● **TO BE DONE**
1. Summarize the comment on ski instructor wages in two sentences.
2. Reproduce word for word the part of the comment on ski instructor wages that begins with the words containing "Having read through" and ends with "and simple scare-mongering.".

-- Begin QUOTED PASSAGE --

I really don't buy the argument about ski instructors not being able to make a decent wage, on the back of SB winning his case (if he should). The implications are that qualifications will be recognized in the future in France, the same as they are throughout the rest of Europe and the world.

Remuneration is in the control of the instructors accepting or not a contract for work. If the wages are not enough, why would anyone take the job? If a business cannot find employees on a sub-standard remunerative package then they won't be in business -you need instructors to have an instructing business!

Having read through some of the comments on FB I've noticed a long time employee of SB stating that they are quite happy with their earning capability. If it were an issue do you really think that those employees would be back season after season?

A drop in earnings is a smoke screen, it is plain and simple scare-mongering.

And what's the deal about your claim that lower level qualification holders are not professionally qualified, that's just saying that BASI qualifications are not professional qualifications, where do you get off on making such a claim? I'm pretty certain that the BASI and it's members do consider their qualifications as professional, as do many employers in many countries around the world.

-- End QUOTED PASSAGE --
-- Begin INFORMATION PROVIDED --

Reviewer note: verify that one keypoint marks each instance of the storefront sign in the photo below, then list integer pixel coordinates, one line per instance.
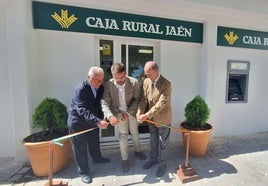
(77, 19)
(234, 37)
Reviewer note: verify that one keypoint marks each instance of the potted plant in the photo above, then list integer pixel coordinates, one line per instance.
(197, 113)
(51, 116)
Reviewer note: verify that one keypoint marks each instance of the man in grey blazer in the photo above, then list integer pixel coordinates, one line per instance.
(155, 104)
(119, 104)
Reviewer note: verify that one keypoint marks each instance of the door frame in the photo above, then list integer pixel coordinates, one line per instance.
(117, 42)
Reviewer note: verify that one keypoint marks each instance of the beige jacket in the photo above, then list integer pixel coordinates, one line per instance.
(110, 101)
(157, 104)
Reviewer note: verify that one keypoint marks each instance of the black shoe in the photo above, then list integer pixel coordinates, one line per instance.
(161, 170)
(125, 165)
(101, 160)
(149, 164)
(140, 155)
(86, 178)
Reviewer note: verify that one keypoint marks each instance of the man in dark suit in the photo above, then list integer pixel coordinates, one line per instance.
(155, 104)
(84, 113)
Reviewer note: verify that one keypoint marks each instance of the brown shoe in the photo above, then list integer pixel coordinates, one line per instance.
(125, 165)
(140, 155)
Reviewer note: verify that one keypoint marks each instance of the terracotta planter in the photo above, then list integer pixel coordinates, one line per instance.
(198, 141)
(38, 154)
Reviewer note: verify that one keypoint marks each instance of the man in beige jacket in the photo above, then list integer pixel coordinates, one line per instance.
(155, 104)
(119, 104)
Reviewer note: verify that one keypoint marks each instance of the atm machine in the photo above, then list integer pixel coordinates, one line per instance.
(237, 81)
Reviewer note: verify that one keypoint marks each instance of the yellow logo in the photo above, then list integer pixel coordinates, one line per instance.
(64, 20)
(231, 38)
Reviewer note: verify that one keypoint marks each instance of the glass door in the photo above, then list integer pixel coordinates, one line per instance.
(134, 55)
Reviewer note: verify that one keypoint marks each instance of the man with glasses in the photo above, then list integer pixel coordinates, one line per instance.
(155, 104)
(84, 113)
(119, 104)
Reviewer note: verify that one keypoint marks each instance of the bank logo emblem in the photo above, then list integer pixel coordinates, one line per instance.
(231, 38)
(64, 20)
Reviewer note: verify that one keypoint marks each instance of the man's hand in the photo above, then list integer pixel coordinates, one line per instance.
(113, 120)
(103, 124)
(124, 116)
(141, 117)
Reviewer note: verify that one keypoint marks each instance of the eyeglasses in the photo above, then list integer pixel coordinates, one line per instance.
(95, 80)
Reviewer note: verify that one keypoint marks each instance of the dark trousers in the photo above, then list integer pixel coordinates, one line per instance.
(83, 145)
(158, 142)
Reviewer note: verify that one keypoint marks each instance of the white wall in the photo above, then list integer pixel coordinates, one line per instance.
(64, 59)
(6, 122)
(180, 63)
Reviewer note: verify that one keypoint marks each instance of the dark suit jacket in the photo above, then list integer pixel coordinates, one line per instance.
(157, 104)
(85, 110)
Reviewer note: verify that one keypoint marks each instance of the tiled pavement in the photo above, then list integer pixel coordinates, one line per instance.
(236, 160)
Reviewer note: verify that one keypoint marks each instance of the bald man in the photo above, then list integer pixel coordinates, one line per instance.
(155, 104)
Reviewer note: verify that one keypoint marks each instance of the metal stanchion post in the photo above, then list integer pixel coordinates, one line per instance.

-- End INFORMATION PROVIDED --

● **REPLIES**
1. The writer rejects the argument that ski instructors won't be able to earn a decent wage if SB wins his case, saying instructors control their pay by accepting or refusing contracts and calling the talk of a drop in earnings plain scare-mongering. The writer also disputes the claim that lower-level qualification holders are not professionally qualified, saying BASI, its members and many employers around the world consider those qualifications professional.

2.
Having read through some of the comments on FB I've noticed a long time employee of SB stating that they are quite happy with their earning capability. If it were an issue do you really think that those employees would be back season after season?

A drop in earnings is a smoke screen, it is plain and simple scare-mongering.